» Challenge: Reproduce every line of the data below verbatim, with no changes to wording, punctuation, or coordinates.
------ Provided records
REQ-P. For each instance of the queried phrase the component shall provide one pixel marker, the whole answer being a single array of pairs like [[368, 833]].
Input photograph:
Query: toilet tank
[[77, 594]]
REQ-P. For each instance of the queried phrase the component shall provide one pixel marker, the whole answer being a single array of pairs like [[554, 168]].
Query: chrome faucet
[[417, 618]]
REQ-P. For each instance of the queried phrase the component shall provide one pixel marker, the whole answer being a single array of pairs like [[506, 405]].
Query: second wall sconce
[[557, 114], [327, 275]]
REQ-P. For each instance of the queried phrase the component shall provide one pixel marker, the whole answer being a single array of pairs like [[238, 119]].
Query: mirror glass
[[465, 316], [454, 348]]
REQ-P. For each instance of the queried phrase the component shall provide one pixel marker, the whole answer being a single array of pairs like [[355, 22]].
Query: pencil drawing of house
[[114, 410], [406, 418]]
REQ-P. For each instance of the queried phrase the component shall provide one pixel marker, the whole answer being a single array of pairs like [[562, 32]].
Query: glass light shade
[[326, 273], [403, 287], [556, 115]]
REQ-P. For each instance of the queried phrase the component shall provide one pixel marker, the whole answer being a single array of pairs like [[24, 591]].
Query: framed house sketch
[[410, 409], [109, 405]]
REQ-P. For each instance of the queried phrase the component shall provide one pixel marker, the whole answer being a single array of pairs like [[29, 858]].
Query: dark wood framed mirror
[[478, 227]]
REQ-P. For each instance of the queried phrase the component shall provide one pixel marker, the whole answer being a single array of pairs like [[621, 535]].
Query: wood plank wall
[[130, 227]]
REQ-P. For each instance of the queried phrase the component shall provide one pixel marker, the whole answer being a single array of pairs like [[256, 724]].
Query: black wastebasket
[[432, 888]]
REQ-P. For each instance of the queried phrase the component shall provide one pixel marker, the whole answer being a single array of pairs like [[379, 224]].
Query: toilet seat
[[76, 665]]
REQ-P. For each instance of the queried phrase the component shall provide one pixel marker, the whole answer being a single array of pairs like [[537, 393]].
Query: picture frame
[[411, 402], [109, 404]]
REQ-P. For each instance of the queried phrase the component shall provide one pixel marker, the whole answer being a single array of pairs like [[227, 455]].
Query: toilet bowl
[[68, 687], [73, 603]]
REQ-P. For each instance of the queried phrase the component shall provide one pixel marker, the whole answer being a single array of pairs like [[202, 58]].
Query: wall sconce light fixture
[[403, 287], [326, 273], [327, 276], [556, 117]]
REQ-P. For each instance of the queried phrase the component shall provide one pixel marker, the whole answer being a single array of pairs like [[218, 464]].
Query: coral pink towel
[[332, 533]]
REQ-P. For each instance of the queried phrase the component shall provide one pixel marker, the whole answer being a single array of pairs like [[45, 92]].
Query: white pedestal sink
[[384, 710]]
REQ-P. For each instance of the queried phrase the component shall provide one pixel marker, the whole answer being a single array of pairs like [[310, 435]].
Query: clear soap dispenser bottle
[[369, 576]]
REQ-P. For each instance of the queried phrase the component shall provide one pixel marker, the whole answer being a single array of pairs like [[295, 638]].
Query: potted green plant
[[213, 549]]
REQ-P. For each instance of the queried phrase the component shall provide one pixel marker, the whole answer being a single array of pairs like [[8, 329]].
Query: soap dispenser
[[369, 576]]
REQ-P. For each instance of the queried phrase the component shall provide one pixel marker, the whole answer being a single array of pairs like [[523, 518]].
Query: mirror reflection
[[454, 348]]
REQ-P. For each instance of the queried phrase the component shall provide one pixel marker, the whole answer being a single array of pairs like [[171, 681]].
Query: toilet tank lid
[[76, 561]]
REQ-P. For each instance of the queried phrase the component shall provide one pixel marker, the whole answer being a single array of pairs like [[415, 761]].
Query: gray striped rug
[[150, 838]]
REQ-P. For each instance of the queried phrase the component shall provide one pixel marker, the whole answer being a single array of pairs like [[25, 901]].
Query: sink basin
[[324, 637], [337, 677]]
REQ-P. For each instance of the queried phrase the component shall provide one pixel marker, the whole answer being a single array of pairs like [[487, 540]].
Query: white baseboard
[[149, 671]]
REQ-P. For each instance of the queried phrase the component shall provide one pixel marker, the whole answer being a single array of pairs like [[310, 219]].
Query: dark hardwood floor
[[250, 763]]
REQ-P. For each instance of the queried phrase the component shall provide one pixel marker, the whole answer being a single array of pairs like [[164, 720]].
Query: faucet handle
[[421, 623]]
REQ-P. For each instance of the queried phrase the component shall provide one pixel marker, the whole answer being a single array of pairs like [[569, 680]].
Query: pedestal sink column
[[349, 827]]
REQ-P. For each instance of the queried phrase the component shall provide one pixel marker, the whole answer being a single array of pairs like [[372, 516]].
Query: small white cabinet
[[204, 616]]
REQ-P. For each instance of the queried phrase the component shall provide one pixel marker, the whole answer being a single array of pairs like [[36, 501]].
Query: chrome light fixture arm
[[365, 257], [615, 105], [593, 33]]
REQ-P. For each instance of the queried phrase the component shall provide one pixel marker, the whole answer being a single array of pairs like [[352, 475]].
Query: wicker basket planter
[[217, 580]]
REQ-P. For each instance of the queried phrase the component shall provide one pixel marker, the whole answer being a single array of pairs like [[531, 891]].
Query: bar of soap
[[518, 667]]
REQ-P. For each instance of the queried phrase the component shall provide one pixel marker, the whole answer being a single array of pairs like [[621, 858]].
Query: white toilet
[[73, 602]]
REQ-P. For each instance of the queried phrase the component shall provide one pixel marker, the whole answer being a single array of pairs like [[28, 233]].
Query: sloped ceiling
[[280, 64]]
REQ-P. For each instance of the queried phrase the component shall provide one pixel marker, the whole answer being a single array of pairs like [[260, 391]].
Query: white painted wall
------------
» Response below:
REQ-P. For each instance of the queried phrase the component shall provide one pixel marker, the whole answer being a single array of pairs like [[368, 833]].
Input photograph:
Query: toilet tank
[[77, 594]]
REQ-P. For each instance of the queried phrase the component shall provide one pixel marker, the whole answer being a single array of pairs like [[554, 168]].
Query: chrome faucet
[[417, 618]]
REQ-P. For each instance of the queried phrase the component shall provide one pixel marker, the whole answer being a single array of pairs like [[506, 405]].
Query: second wall sconce
[[557, 114], [327, 275]]
REQ-P. For each instance of the queried phrase the component shall provide one pixel marker, the whole answer being a single array of pairs like [[238, 119]].
Query: mirror glass
[[465, 316], [454, 348]]
REQ-P. For each instance of the queried phrase the component shall provide one pixel marker, the whole answer being a single array of pairs like [[355, 22]].
Query: pencil drawing of house
[[114, 410], [406, 418]]
REQ-P. For each instance of the queried phrase the component shall provide one pixel marker, the whole answer being a single array of pairs like [[562, 32]].
Query: glass light shade
[[326, 273], [403, 287], [556, 115]]
REQ-P. For each instance of the queried phrase the component shall provide one pixel marker, the whole answer being a single array of pairs like [[24, 591]].
Query: framed house sketch
[[410, 409], [109, 405]]
REQ-P. For each instance of the queried phrase the component shall provide one pixel marker, the whole answer being a single array of pairs like [[29, 858]].
Query: dark wood framed mirror
[[478, 227]]
REQ-P. For each instance of the queried phrase the component shall provide one pixel marker, the whole answer being a single array of pairs like [[621, 535]].
Query: wood plank wall
[[130, 227]]
REQ-P. For each instance of the queried phrase the component shall provide one pixel marker, the whole answer being a single array of pairs like [[256, 724]].
Query: black wastebasket
[[432, 888]]
REQ-P. For each instance of the queried phrase the component shall provide one pixel marker, the whole answer being a single array of pairs like [[379, 224]].
Query: toilet seat
[[76, 665]]
REQ-P. For each instance of the queried phrase the component shall provide one pixel marker, the whole answer being a single array of pairs like [[537, 393]].
Query: picture frame
[[411, 402], [109, 404]]
REQ-P. For each instance of the queried phrase the component shall provide one pixel marker, the whole answer being a single array of pairs like [[227, 455]].
Query: toilet bowl
[[68, 687], [73, 603]]
REQ-P. For each instance of the queried phrase the component shall provide one pixel marker, the whole answer being a single array of pairs like [[202, 58]].
Query: wall sconce light fixture
[[403, 287], [326, 273], [327, 276], [556, 117]]
REQ-P. For each instance of the queried phrase the component shall provide one pixel marker, the whole answer being a single array of pairs like [[218, 464]].
Query: coral pink towel
[[332, 533]]
REQ-P. For each instance of the queried phrase the component shall provide one pixel marker, the whole answer being a single array of pairs like [[45, 92]].
Query: white pedestal sink
[[384, 710]]
REQ-P. For each instance of the queried phrase the component shall provide one pixel marker, the whole answer being a single array of pairs like [[310, 435]].
Query: clear soap dispenser bottle
[[369, 576]]
REQ-P. For each instance of the queried phrase the component shall provide one pixel marker, the whole answer being a single array of pairs like [[295, 638]].
Query: potted green plant
[[213, 549]]
REQ-P. For each instance of the queried phrase the component shall provide one pixel marker, the whole answer being a single array of pairs like [[8, 329]].
Query: soap dispenser
[[369, 576]]
REQ-P. For each instance of the queried phrase the component shall provide one pixel marker, the whole answer being a single array of pairs like [[523, 518]].
Query: mirror reflection
[[454, 348]]
REQ-P. For each instance of the queried phrase the component shall provide one pixel marker, the whole answer being a single array of pairs like [[171, 681]].
Query: toilet tank lid
[[76, 561]]
REQ-P. For each instance of the queried phrase the component shall provide one pixel marker, the whole answer being a single array of pairs like [[415, 761]].
Query: gray striped rug
[[150, 838]]
REQ-P. For each instance of the queried phrase the component shall provide one pixel marker, the whole answer being a single array of pairs like [[25, 901]].
Query: sink basin
[[324, 637], [337, 677]]
REQ-P. For each instance of the queried phrase the component shall provide one pixel marker, the whole answer being a single array of pairs like [[487, 540]].
Query: white baseboard
[[149, 671]]
REQ-P. For each instance of the queried phrase the component shall provide one pixel marker, the whole answer being a single array of pairs like [[310, 219]].
Query: dark hardwood floor
[[250, 763]]
REQ-P. For each instance of the queried phrase the component shall provide one pixel marker, the whole answer being a single array of pairs like [[164, 720]].
Query: faucet handle
[[421, 623]]
REQ-P. For each instance of the queried phrase the component shall provide one pixel marker, the whole answer being a single array of pairs like [[569, 680]].
Query: pedestal sink column
[[349, 827]]
REQ-P. For each instance of the queried phrase the component shall provide one pixel marker, the whole answer being a single array of pairs like [[372, 516]].
Query: small white cabinet
[[204, 616]]
REQ-P. For each instance of the queried phrase the component shall provide one pixel marker, the whole answer being a single array of pairs like [[36, 501]].
Query: chrome light fixture arm
[[365, 257], [615, 105], [593, 33]]
REQ-P. For each instance of the queried phrase the component shall provide one pixel marker, the whole answer being a single array of pairs like [[352, 475]].
Query: wicker basket planter
[[217, 580]]
REQ-P. For each instance of the queried phrase the component shall provide one pixel marker, the whole answer being a single array of pairs like [[531, 891]].
Query: bar of soap
[[518, 667]]
REQ-P. For each instance of the queried phrase the component shall provide one pixel marker, the whole answer being a single array of pairs like [[621, 858]].
Query: white toilet
[[73, 602]]
REQ-P. For each instance of the queried phrase the component shall provide one pixel marker, the whole answer being a single array of pairs like [[28, 233]].
Query: sloped ceiling
[[280, 64]]
REQ-P. For each instance of the queried phrase the component shall provide one pixel marker, the whole answer being a single array of pairs like [[260, 391]].
Query: white painted wall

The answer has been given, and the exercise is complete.